Give as output the line that contains "Would you please tag the person in", followed by every remaining line of the entries, unchanged and with nothing added.

····················

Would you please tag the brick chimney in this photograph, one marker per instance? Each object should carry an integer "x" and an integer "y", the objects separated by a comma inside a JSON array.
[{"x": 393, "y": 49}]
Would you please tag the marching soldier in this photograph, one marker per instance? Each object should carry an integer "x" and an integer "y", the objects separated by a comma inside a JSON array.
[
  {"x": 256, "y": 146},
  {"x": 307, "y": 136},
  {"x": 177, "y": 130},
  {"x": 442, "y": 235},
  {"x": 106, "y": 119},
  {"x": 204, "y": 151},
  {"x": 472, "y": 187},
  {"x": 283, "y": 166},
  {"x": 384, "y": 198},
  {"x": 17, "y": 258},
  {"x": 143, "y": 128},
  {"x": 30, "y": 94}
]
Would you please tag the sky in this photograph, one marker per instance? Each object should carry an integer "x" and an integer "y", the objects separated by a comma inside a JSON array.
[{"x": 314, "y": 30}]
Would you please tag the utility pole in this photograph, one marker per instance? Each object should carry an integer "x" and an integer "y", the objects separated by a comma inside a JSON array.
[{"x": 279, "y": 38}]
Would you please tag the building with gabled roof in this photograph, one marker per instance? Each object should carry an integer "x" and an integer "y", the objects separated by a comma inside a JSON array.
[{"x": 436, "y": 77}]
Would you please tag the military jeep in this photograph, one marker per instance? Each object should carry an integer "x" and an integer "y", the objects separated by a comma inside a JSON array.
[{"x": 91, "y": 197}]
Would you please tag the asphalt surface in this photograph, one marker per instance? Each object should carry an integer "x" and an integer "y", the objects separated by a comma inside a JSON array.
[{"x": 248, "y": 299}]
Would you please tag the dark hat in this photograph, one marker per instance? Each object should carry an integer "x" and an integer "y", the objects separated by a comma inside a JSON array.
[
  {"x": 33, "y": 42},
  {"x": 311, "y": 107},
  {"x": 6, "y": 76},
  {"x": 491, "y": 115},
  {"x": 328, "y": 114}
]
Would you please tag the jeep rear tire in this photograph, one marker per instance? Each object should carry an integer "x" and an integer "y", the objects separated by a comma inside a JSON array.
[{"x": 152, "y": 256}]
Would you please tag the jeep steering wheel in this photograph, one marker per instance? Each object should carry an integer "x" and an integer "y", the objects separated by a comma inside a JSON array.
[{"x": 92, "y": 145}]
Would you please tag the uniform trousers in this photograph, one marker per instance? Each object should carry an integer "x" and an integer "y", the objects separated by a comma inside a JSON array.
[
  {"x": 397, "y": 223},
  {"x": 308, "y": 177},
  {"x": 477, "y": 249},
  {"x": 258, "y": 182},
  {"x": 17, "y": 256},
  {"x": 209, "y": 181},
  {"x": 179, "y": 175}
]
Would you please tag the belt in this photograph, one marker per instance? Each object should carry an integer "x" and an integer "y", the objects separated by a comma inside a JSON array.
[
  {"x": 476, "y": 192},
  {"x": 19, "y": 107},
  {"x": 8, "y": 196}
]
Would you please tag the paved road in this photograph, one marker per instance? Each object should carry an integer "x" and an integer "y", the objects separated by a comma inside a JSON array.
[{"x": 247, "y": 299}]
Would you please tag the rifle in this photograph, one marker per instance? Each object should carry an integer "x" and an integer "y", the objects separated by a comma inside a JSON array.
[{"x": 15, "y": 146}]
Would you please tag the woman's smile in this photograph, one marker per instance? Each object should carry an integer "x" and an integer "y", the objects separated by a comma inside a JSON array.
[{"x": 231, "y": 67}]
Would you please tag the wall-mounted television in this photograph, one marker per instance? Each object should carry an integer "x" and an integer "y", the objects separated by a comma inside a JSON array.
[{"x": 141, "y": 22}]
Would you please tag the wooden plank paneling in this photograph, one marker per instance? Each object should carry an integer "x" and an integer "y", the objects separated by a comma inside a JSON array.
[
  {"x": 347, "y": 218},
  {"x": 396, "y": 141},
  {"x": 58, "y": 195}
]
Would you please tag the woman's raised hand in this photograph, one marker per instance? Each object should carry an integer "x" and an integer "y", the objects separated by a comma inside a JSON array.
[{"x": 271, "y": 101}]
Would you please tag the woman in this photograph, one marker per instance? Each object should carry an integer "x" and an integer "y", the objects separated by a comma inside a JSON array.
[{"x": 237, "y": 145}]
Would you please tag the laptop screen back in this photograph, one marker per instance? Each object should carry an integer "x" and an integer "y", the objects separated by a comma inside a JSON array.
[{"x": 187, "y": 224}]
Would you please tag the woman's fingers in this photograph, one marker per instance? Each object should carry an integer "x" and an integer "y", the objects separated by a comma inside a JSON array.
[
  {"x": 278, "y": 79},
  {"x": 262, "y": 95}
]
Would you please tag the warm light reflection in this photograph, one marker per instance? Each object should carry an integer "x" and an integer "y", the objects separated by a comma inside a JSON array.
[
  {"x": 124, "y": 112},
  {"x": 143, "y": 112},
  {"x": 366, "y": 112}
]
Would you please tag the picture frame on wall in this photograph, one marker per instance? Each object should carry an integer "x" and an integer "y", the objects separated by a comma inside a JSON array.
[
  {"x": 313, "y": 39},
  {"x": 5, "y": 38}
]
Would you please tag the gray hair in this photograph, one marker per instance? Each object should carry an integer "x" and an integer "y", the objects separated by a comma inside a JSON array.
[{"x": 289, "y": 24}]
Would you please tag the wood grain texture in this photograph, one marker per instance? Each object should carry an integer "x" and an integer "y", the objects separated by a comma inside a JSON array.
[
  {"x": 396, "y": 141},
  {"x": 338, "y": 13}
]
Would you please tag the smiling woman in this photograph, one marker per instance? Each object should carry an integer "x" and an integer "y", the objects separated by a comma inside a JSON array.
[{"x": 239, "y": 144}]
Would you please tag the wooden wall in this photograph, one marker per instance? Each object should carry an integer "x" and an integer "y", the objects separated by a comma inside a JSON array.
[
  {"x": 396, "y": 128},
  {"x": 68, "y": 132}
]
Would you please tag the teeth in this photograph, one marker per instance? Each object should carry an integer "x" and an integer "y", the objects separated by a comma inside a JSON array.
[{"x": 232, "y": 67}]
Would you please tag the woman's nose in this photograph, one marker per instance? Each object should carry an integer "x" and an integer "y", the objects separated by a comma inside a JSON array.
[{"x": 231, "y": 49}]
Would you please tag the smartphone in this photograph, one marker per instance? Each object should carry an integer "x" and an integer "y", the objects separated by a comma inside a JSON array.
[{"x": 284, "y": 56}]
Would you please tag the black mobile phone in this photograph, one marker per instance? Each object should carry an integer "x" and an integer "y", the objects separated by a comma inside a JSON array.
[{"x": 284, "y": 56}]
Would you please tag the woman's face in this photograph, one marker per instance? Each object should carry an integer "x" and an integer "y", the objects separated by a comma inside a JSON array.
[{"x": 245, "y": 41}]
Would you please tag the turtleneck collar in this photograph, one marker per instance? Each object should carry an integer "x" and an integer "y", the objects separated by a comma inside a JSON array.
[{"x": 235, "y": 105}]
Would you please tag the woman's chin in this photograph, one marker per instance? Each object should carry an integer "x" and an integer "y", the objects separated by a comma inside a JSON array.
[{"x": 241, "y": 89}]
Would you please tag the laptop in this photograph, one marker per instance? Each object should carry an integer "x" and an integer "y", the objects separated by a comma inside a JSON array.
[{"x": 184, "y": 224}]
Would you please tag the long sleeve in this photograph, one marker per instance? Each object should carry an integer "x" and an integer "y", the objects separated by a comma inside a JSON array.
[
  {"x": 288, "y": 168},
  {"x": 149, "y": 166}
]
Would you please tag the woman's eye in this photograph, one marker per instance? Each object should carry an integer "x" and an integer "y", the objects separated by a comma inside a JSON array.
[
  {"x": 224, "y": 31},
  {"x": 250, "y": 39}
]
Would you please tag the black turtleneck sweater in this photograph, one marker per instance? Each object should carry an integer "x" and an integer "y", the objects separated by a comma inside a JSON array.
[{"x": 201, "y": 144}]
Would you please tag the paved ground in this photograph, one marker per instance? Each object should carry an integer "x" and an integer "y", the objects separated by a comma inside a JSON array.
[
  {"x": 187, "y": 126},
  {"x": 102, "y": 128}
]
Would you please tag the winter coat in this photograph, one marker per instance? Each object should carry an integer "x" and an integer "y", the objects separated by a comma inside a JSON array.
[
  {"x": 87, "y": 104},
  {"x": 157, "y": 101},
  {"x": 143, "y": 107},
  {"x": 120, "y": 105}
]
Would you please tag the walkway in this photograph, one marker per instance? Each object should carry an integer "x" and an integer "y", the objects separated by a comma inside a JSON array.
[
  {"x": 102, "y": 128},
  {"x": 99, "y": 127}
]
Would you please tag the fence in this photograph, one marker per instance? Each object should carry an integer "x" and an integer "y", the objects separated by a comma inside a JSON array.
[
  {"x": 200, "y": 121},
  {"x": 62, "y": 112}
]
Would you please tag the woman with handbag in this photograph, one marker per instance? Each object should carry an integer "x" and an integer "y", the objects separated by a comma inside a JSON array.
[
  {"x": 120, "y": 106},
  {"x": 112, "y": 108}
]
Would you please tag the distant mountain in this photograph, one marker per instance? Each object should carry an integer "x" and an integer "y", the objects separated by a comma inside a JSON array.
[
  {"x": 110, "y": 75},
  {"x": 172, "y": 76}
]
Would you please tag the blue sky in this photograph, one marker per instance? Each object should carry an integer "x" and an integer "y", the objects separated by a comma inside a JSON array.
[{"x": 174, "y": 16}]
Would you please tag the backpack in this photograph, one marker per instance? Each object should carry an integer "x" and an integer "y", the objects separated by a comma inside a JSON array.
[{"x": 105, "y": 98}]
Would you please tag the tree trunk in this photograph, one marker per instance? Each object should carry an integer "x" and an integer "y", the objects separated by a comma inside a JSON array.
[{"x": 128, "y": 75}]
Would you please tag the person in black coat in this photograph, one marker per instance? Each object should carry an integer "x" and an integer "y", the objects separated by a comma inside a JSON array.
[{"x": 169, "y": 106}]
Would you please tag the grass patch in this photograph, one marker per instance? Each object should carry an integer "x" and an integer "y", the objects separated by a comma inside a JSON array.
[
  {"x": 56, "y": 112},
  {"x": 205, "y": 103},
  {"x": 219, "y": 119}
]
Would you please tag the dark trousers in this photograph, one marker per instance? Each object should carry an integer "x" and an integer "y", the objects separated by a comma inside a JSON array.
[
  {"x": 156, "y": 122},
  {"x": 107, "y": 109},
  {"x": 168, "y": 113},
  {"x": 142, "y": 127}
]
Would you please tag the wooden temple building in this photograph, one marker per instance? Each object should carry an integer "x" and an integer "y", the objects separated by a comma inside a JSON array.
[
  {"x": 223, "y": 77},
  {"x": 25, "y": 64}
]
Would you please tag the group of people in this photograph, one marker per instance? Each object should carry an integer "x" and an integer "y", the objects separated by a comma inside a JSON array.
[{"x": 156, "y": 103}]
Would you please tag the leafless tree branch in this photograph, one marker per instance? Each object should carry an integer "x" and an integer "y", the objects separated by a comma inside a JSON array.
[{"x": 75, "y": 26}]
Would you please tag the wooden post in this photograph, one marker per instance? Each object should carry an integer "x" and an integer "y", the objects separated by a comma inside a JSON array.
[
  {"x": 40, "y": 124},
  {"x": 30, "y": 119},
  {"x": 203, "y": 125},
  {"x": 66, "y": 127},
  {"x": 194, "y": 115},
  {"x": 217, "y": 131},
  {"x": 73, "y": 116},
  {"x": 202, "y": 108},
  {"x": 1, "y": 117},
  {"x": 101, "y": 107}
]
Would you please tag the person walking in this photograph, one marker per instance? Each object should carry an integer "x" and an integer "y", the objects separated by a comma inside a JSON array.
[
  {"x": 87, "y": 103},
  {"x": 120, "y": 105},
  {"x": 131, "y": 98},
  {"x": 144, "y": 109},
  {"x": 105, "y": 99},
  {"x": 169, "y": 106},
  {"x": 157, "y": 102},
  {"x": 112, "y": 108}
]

····················

== Solution to the exercise ==
Would you please tag the person in black coat in this photograph, one marker per instance? Each object should carry an integer "x" and an integer "y", the objects separated by a comma inside a JSON array.
[{"x": 169, "y": 106}]
Would you please tag the grass patch in this photograph, one marker per instance? Each object should carry an integer "x" and an integer "y", the objects separated by a comma inside a JSON array.
[
  {"x": 56, "y": 112},
  {"x": 205, "y": 103},
  {"x": 219, "y": 119}
]
Would you please tag the dark trousers in this photograph, one marker per instance? Each object should carry an integer "x" and an integer "y", the objects separated by a comma inside a JSON array.
[
  {"x": 156, "y": 122},
  {"x": 107, "y": 109},
  {"x": 168, "y": 113},
  {"x": 142, "y": 127}
]
Would you please tag the wooden temple building in this photograph, one marker per instance? Each object should carry an integer "x" and an integer "y", the objects separated by a comma inside a JSON array.
[
  {"x": 223, "y": 77},
  {"x": 25, "y": 64}
]
Would you please tag the group of people in this photograph, one marker per instance? Each object should carry an integer "x" and an integer "y", the objects separated by a comma inside a JSON array.
[{"x": 156, "y": 103}]
Would you please tag the leafless tree branch in this photograph, one marker per instance? Each object should carry an integer "x" and an integer "y", the objects separated by a comma inside a JSON array.
[{"x": 75, "y": 26}]
Would you please tag the wooden post in this photograph, one marker per instance? Each object should carry an integer "x" and an integer "y", the objects separated by a comma inside a JSON array.
[
  {"x": 40, "y": 124},
  {"x": 30, "y": 119},
  {"x": 203, "y": 125},
  {"x": 66, "y": 127},
  {"x": 194, "y": 115},
  {"x": 217, "y": 131},
  {"x": 73, "y": 116},
  {"x": 202, "y": 108},
  {"x": 1, "y": 117},
  {"x": 101, "y": 107}
]
Would you please tag the person walking in this photograph, one marker per instance? Each object should carry an integer "x" and an integer "y", the objects separated by a comma inside a JSON array.
[
  {"x": 87, "y": 103},
  {"x": 120, "y": 105},
  {"x": 131, "y": 98},
  {"x": 144, "y": 109},
  {"x": 105, "y": 99},
  {"x": 169, "y": 106},
  {"x": 157, "y": 102},
  {"x": 112, "y": 108}
]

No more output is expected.